Thus it is to be opined that subject matter of the revision is pending before the Special Bench for adjudication and the AO passed the assessment order without an iota of discussion on the issue of whatsoever as such the CIT exercised his powers u/s. 263 to revise the order of AO which was in conformity with the order of the Special Bench and invoking the provisions of section 263 is justified.
Set off of unabsorbed depreciation allowances carried forward from assessment year 1996-97 and 1998-99 against income relating to assessment year 2007-08 - This issue is covered against the assessee by the order of the Special Bench in the case of DCIT Versus Times Guaranty Ltd. [2010 (6) TMI 516 - ITAT, MUMBAI] wherein held that unabsorbed depreciation relating to assessment years 1997-98 to 1999-2000 is to be dealt with in accordance with the provisions of section 32(2) as applicable to assessment year 1997-98 to 1999-2000 and, therefore, assessee cannot claim set off of unabsorbed depreciation relating to assessment year 1997-98 to 1999-2000 under any head of income other than “income from business or profession” in assessment years 2003-04 and 2004-05 - issue is decided against the assessee.

▶ _Given instruction 1_
Write out the part of the tax ruling excerpt that begins at the words "Set off of unabsorbed depreciation allowances" and ends after the words "against the assessee.".
▶ _Given instruction 2_
Answer these questions from the tax ruling excerpt.
(a) Under which section did the CIT exercise his powers to revise the order of the AO?
(b) Which case decided by the Special Bench covers the set-off issue?
(c) From which assessment years was the unabsorbed depreciation carried forward?
▶ _Given instruction 3_
Continue the tax ruling excerpt from where it stops.
The rows after the tax ruling excerpt have no role in this work.

▶ _Data excerpts_
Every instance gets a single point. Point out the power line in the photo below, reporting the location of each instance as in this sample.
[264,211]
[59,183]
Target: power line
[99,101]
==
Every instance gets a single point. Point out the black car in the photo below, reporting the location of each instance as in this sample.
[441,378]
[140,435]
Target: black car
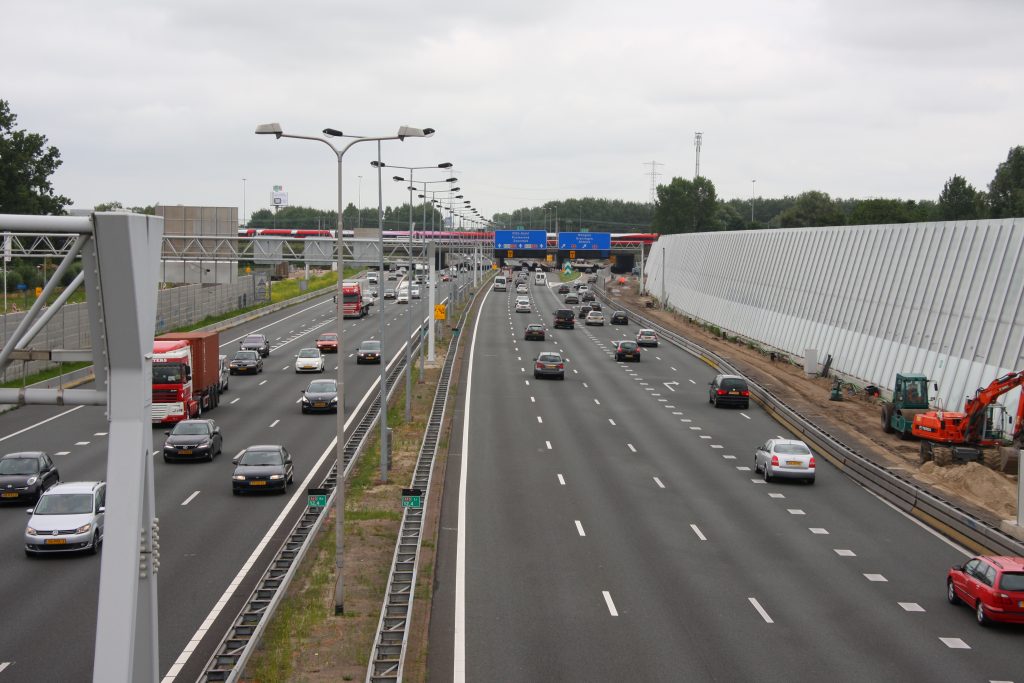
...
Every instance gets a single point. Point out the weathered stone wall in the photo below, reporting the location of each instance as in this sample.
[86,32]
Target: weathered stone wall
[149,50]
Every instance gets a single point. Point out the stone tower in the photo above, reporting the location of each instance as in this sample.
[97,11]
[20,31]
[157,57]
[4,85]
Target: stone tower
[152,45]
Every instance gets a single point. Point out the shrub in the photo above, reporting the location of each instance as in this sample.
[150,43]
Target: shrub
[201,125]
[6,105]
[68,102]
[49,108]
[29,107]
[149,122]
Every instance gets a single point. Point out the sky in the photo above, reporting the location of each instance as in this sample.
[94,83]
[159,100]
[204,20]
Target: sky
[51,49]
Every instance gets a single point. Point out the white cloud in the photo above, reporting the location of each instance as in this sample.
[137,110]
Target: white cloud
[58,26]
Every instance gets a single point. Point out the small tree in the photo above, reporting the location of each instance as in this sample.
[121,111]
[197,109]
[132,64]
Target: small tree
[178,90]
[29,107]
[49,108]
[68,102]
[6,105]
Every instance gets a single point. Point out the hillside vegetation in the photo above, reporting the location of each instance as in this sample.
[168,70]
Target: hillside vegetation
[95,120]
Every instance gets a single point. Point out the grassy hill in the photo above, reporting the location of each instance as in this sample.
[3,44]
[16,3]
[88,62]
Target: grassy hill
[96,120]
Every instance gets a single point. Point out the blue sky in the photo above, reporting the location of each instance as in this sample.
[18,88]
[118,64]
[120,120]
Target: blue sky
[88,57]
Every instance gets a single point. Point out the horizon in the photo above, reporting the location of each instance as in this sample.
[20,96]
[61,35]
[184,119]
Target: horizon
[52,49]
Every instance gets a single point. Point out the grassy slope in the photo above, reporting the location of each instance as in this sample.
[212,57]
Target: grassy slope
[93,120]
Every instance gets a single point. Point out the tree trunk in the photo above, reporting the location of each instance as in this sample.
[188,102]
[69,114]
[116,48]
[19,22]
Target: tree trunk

▶ _Exercise answer 1_
Set off of unabsorbed depreciation allowances carried forward from assessment year 1996-97 and 1998-99 against income relating to assessment year 2007-08 - This issue is covered against the assessee by the order of the Special Bench in the case of DCIT Versus Times Guaranty Ltd. [2010 (6) TMI 516 - ITAT, MUMBAI] wherein held that unabsorbed depreciation relating to assessment years 1997-98 to 1999-2000 is to be dealt with in accordance with the provisions of section 32(2) as applicable to assessment year 1997-98 to 1999-2000 and, therefore, assessee cannot claim set off of unabsorbed depreciation relating to assessment year 1997-98 to 1999-2000 under any head of income other than “income from business or profession” in assessment years 2003-04 and 2004-05 - issue is decided against the assessee.

▶ _Exercise answer 2_
(a) Section 263.
(b) DCIT Versus Times Guaranty Ltd. [2010 (6) TMI 516 - ITAT, MUMBAI].
(c) Assessment years 1996-97 and 1998-99.

▶ _Exercise answer 3_
when there are several decisions of non-jurisdictional High Courts expressing contrary views, the Tribunal is free to choose to adopt that view which appeals to it. For this purpose, we place reliance on the order of the Special Bench in the case of Kanel Oil & Export Industries Ltd. vs. JCIT, (2009 (8) TMI 806 - ITAT AHMEDABAD-C).
Settlement of dues with Stressed Assts Stabilisation Fund IDBI - Held that:- Perusuing the material on record & going through the impugned assessment order there is no discussion in the assessment order on the impugned issue. There is no enquiry on this issue. The order is erroneous and prejudicial to the interest of revenue as discussed in earlier paras of this order. Accordingly the order of the CIT(A) confirmed.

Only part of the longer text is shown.